# To be done
1: Copy the passage from the decompose_by_component documentation from "Defined in python/sts/decomposition.py." to "representing a structural time series model." word for word.
2: Continue the decompose_by_component documentation from the point where it stops.

# Document passage
** BEGIN **

Decompose an observed time series into contributions from each component.

tfp.sts.decompose_by_component(
    model,
    observed_time_series,
    parameter_samples
)

Defined in python/sts/decomposition.py.

This method decomposes a time series according to the posterior represention of a structural time series model. In particular, it: - Computes the posterior marginal mean and covariances over the additive model's latent space. - Decomposes the latent posterior into the marginal blocks for each model component. - Maps the per-component latent posteriors back through each component's observation model, to generate the time series modeled by that component.

Args:

  • model: An instance of tfp.sts.Sum representing a structural time series model.
  • observed_time_series: float Tensor of shape batch_shape + [num_timesteps, 1] (omitting the trailing unit dimension is also supported when num_timesteps > 1), specifying an observed time series. May optionally be an instance of tfp.sts.MaskedTimeSeries, which includes a mask Tensor to specify timesteps with missing observations.
  • parameter_samples: Python list of Tensors representing posterior samples of model parameters, with shapes [concat([ [num_posterior_draws], param.prior.batch_shape, param.prior.event_shape]) for param in model.parameters]. This may optionally also be a map (Python dict) of parameter names to Tensor values.

Returns:

  • component_dists: A collections.OrderedDict instance mapping component StructuralTimeSeries instances (elements of model.components) to tfd.Distribution instances representing the posterior marginal distributions on the process modeled by each component. Each distribution has batch shape matching that of posterior_means/posterior_covs, and event shape of [num_timesteps].

Examples

Suppose we've built a model and fit it to data:

  day_of_week = tfp.sts.Seasonal(
      num_seasons=7,
      observed_time_series=observed_time_series,
      name='day_of_week')

** END **

# Supplied material

** BEGIN **

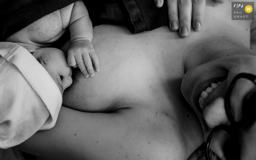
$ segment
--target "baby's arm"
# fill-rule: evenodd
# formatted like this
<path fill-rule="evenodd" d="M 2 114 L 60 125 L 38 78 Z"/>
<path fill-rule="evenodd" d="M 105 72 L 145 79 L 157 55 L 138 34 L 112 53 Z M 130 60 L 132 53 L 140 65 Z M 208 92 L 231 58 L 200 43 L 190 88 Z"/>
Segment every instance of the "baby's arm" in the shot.
<path fill-rule="evenodd" d="M 75 2 L 69 24 L 71 45 L 68 52 L 68 63 L 80 69 L 86 77 L 92 77 L 95 69 L 99 71 L 99 60 L 91 42 L 93 26 L 87 9 L 81 1 Z"/>

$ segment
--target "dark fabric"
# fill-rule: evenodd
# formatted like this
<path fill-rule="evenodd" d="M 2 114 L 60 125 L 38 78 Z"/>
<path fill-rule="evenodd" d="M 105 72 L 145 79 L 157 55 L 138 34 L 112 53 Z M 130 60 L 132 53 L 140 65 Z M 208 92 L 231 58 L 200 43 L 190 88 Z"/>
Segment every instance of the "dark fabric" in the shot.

** END **

# Outputs in order
1:
Defined in python/sts/decomposition.py.

This method decomposes a time series according to the posterior represention of a structural time series model. In particular, it: - Computes the posterior marginal mean and covariances over the additive model's latent space. - Decomposes the latent posterior into the marginal blocks for each model component. - Maps the per-component latent posteriors back through each component's observation model, to generate the time series modeled by that component.

Args:

  • model: An instance of tfp.sts.Sum representing a structural time series model.

2:
  local_linear_trend = tfp.sts.LocalLinearTrend(
      observed_time_series=observed_time_series,
      name='local_linear_trend')
  model = tfp.sts.Sum(components=[day_of_week, local_linear_trend],
                      observed_time_series=observed_time_series)

  num_steps_forecast = 50
  samples, kernel_results = tfp.sts.fit_with_hmc(model, observed_time_series)

To extract the contributions of individual components, pass the time series and sampled parameters into decompose_by_component:

  component_dists = decompose_by_component(
    model,
    observed_time_series=observed_time_series,
    parameter_samples=samples)

  # Component mean and stddev have shape `[len(observed_time_series)]`.
  day_of_week_effect_mean = component_dists[day_of_week].mean()
  day_of_week_effect_stddev = component_dists[day_of_week].stddev()

Using the component distributions, we can visualize the uncertainty for each component:

from matplotlib import pylab as plt
num_components = len(component_dists)
xs = np.arange(len(observed_time_series))
fig = plt.figure(figsize=(12, 3 * num_components))
for i, (component, component_dist) in enumerate(component_dists.items()):

  # If in graph mode, replace `.numpy()` with `.eval()` or `sess.run()`.
  component_mean = component_dist.mean().numpy()
  component_stddev = component_dist.stddev().numpy()

  ax = fig.add_subplot(num_components, 1, 1 + i)
  ax.plot(xs, component_mean, lw=2)
  ax.fill_between(xs,
                  component_mean - 2 * component_stddev,
                  component_mean + 2 * component_stddev,
                  alpha=0.5)
  ax.set_title(component.name)